Brief:
Go through the records and write each one out again exactly.

Stored items
■ ■ ■ ■ ■ ■ ■
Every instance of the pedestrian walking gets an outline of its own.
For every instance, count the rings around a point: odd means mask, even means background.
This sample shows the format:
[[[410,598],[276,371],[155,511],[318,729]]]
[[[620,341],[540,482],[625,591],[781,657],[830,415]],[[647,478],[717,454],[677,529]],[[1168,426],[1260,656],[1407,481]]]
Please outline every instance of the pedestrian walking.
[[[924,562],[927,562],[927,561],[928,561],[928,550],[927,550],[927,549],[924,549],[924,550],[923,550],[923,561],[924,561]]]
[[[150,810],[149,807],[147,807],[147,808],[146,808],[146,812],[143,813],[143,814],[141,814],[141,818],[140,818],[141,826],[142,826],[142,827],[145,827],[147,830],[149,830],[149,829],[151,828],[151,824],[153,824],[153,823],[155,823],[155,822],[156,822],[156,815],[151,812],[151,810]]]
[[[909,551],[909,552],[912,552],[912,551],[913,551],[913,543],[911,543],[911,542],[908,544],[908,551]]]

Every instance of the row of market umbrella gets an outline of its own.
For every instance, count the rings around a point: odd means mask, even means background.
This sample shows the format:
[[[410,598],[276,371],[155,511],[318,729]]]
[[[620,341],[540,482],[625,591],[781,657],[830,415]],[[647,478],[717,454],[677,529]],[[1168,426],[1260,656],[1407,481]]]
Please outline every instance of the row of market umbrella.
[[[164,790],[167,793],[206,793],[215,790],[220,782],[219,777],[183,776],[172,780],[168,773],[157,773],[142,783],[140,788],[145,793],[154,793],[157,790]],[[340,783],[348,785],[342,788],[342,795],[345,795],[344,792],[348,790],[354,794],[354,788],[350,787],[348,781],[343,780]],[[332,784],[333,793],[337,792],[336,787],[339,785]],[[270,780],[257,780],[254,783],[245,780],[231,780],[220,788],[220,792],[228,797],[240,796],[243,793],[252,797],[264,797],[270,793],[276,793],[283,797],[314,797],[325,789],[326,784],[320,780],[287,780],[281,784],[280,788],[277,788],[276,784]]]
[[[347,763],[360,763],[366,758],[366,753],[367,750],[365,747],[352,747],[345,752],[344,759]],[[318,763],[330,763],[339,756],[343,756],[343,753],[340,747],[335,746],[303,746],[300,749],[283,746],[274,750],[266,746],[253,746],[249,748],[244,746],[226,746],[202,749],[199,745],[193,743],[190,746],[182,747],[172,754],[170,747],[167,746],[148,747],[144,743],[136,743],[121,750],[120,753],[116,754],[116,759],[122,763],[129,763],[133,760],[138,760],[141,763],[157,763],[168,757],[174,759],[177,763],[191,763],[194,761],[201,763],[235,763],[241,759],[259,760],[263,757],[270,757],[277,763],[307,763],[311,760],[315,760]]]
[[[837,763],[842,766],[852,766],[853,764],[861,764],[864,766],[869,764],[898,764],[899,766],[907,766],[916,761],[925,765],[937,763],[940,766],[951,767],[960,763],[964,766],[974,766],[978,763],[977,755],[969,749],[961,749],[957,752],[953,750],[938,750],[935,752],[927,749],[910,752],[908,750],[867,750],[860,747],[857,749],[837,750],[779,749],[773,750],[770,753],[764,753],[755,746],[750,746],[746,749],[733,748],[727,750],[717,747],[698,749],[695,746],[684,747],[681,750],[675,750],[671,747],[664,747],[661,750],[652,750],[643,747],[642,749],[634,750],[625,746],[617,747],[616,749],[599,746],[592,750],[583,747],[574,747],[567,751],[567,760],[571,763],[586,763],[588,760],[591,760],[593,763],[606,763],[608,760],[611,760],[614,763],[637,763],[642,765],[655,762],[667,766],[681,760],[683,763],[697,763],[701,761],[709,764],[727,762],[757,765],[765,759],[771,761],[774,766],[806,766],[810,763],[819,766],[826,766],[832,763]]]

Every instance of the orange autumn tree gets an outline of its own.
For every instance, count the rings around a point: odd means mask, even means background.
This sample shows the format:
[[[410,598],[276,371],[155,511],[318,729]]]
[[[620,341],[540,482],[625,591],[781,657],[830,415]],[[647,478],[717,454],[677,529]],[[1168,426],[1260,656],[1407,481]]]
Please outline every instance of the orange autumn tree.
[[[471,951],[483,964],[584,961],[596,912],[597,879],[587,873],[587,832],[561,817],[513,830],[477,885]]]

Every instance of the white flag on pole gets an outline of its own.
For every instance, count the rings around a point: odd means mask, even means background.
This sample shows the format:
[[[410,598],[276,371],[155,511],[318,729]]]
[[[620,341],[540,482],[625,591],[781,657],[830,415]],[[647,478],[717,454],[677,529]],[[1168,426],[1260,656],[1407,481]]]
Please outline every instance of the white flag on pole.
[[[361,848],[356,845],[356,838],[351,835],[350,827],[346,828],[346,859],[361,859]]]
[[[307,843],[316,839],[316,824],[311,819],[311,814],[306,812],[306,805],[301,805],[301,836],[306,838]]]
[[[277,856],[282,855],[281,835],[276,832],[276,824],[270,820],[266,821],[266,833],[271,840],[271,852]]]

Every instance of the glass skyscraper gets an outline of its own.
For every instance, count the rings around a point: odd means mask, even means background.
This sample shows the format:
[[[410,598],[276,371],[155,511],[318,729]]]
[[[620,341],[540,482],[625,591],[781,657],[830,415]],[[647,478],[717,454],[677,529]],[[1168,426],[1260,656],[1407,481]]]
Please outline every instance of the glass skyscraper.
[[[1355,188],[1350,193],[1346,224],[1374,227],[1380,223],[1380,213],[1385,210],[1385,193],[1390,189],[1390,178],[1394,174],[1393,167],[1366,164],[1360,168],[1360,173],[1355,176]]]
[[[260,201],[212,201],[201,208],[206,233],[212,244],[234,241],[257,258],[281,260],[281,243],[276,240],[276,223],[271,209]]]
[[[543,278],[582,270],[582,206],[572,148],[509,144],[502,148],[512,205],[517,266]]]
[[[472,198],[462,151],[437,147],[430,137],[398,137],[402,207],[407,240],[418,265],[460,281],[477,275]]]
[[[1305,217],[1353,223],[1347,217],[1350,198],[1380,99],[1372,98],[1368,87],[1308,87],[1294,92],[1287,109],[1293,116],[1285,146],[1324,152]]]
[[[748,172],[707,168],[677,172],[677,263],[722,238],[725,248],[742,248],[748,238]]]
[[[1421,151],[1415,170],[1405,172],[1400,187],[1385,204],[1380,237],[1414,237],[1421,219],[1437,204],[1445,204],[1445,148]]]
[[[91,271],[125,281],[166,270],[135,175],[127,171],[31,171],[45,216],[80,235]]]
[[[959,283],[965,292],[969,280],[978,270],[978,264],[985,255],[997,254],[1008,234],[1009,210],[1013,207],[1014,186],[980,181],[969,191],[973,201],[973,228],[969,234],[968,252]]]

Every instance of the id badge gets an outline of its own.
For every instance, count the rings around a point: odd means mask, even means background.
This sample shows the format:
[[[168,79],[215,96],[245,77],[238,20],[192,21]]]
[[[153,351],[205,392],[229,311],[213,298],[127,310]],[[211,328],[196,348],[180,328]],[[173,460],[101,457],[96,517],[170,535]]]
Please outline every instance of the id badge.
■ ■ ■ ■ ■ ■ ■
Result for this task:
Every instance of the pedestrian walking gets an outline of its own.
For every instance, count the rings around a point: odd means mask, even means background.
This sample shows the format:
[[[410,598],[276,371],[155,511],[318,729]]]
[[[620,341],[540,482],[625,591],[781,657],[830,415]],[[647,478],[717,454],[677,529]],[[1168,426],[1260,656],[1407,481]]]
Please outline every instance of the pedestrian walking.
[[[924,562],[927,562],[927,561],[928,561],[928,550],[927,550],[927,549],[924,549],[924,550],[923,550],[923,561],[924,561]]]
[[[150,810],[149,807],[147,807],[147,808],[146,808],[146,812],[143,813],[143,814],[141,814],[141,818],[140,818],[141,826],[142,826],[142,827],[145,827],[147,830],[149,830],[149,829],[151,828],[151,824],[153,824],[153,823],[155,823],[155,822],[156,822],[156,815],[151,812],[151,810]]]
[[[909,551],[909,552],[912,552],[912,551],[913,551],[913,543],[911,543],[911,542],[908,544],[908,551]]]

Every instance of the row of market umbrella gets an outline of its own.
For every instance, count the rings around a point: odd means mask, even means background.
This sample shows the format:
[[[410,598],[276,371],[155,511],[318,729]]]
[[[620,341],[540,482],[625,591],[781,657],[830,415]],[[647,478],[717,454],[677,529]],[[1168,426],[1260,656],[1407,481]]]
Please outline every instance of the row of market umbrella.
[[[164,790],[167,793],[206,793],[215,790],[220,782],[219,777],[183,776],[172,780],[168,773],[157,773],[142,783],[140,788],[145,793],[154,793],[157,790]],[[340,783],[348,785],[342,788],[342,795],[345,795],[344,792],[348,790],[354,794],[354,788],[350,787],[348,781],[343,780]],[[332,784],[333,793],[337,792],[336,787],[339,785]],[[270,780],[257,780],[254,783],[245,780],[231,780],[220,788],[220,792],[228,797],[240,796],[243,793],[252,797],[264,797],[270,793],[276,793],[283,797],[314,797],[325,789],[326,784],[320,780],[287,780],[281,784],[280,788],[277,788],[276,784]]]
[[[347,763],[360,763],[366,758],[366,753],[367,750],[365,747],[352,747],[345,752],[344,759]],[[318,763],[330,763],[339,756],[343,756],[343,753],[340,747],[335,746],[303,746],[300,749],[283,746],[274,750],[266,746],[253,746],[249,748],[244,746],[226,746],[202,749],[199,745],[193,743],[190,746],[182,747],[172,754],[170,747],[167,746],[148,747],[144,743],[136,743],[121,750],[120,753],[116,754],[116,759],[122,763],[129,763],[133,760],[138,760],[141,763],[157,763],[168,757],[174,759],[177,763],[191,763],[194,761],[201,763],[235,763],[241,759],[259,760],[263,757],[270,757],[277,763],[307,763],[311,760],[315,760]]]
[[[837,763],[842,766],[852,766],[853,764],[861,764],[864,766],[869,764],[898,764],[899,766],[907,766],[916,761],[925,765],[937,763],[940,766],[951,767],[960,763],[964,766],[974,766],[978,763],[977,755],[969,749],[961,749],[957,752],[953,750],[938,750],[935,752],[927,749],[910,752],[908,750],[867,750],[860,747],[857,749],[837,750],[779,749],[773,750],[770,753],[764,753],[755,746],[750,746],[746,749],[733,748],[727,750],[717,747],[698,749],[695,746],[684,747],[681,750],[675,750],[671,747],[664,747],[661,750],[652,750],[643,747],[642,749],[634,750],[625,746],[617,747],[616,749],[599,746],[592,750],[583,747],[574,747],[567,751],[567,760],[571,763],[586,763],[588,760],[591,760],[593,763],[606,763],[608,760],[611,760],[614,763],[637,763],[642,765],[655,762],[667,766],[681,760],[683,763],[697,763],[701,761],[709,764],[727,762],[757,765],[765,759],[771,761],[774,766],[806,766],[810,763],[819,766],[826,766],[832,763]]]

Every instance of the orange autumn tree gets an outline of its own.
For every instance, count the rings around a point: odd means mask, even means background.
This sample shows the format:
[[[410,598],[276,371],[155,511],[318,729]]]
[[[620,341],[540,482],[625,591],[781,657],[830,415]],[[647,478],[717,454],[677,529]],[[1168,426],[1260,656],[1407,481]]]
Please outline every instance of the orange autumn tree.
[[[471,951],[483,964],[584,961],[596,912],[597,879],[587,873],[587,832],[561,817],[513,830],[477,885]]]

Every instance of the white flag on pole gets an outline of its own.
For every instance, count the rings around a point: odd means mask, even means background.
This sample shows the format:
[[[410,598],[276,371],[155,511],[318,729]]]
[[[620,341],[540,482],[625,591],[781,657],[830,415]],[[647,478],[717,454],[677,529]],[[1168,426],[1260,656],[1407,481]]]
Please outline every instance of the white flag on pole.
[[[361,848],[356,845],[356,838],[351,835],[350,827],[346,828],[346,859],[361,859]]]
[[[307,843],[316,839],[316,824],[311,819],[311,814],[306,812],[306,805],[301,805],[301,836],[306,838]]]
[[[277,856],[282,855],[281,835],[276,832],[276,824],[270,820],[266,821],[266,833],[271,840],[271,852]]]

Every instance of the glass skyscraper gets an outline of its own.
For every instance, count the rings around a point: odd means mask, even means background.
This sample shows the format:
[[[410,598],[276,371],[155,511],[318,729]]]
[[[620,341],[540,482],[625,591],[781,657],[830,415]],[[647,478],[717,454],[677,529]],[[1168,426],[1260,656],[1407,481]]]
Please outline every instance of the glass skyscraper.
[[[1355,188],[1350,193],[1346,224],[1374,227],[1380,223],[1380,213],[1385,210],[1385,193],[1390,189],[1390,178],[1394,174],[1393,167],[1366,164],[1360,168],[1360,173],[1355,176]]]
[[[260,201],[212,201],[201,208],[206,233],[212,244],[234,241],[257,258],[281,260],[281,243],[276,240],[276,223],[271,209]]]
[[[543,278],[582,270],[582,206],[572,148],[509,144],[502,148],[512,205],[517,266]]]
[[[472,198],[462,151],[437,147],[430,137],[398,137],[402,207],[407,240],[418,265],[460,281],[477,275]]]
[[[1305,217],[1353,223],[1347,217],[1350,198],[1380,99],[1372,98],[1368,87],[1308,87],[1294,92],[1287,109],[1293,116],[1285,146],[1324,152]]]
[[[748,172],[707,168],[677,172],[677,263],[722,238],[725,248],[742,248],[748,238]]]
[[[1421,151],[1415,170],[1405,172],[1400,187],[1385,204],[1380,237],[1414,237],[1421,219],[1437,204],[1445,204],[1445,148]]]
[[[91,271],[125,281],[166,270],[135,175],[127,171],[31,171],[45,216],[80,235]]]
[[[959,283],[965,292],[969,280],[978,270],[978,264],[985,255],[997,254],[1008,234],[1009,210],[1013,207],[1014,186],[980,181],[969,191],[973,201],[973,228],[969,234],[968,252]]]

Every instance of the id badge gets an outline of its own.
For every instance, count the rings around a point: odd means mask, even means background.
This sample shows the format:
[[[168,79],[215,96],[245,77],[238,20],[192,21]]]
[[[153,351],[205,392],[229,311],[213,298],[127,310]],[[211,328],[196,348],[180,328]],[[173,460],[101,457],[96,517],[170,535]]]
Please outline every instance of the id badge.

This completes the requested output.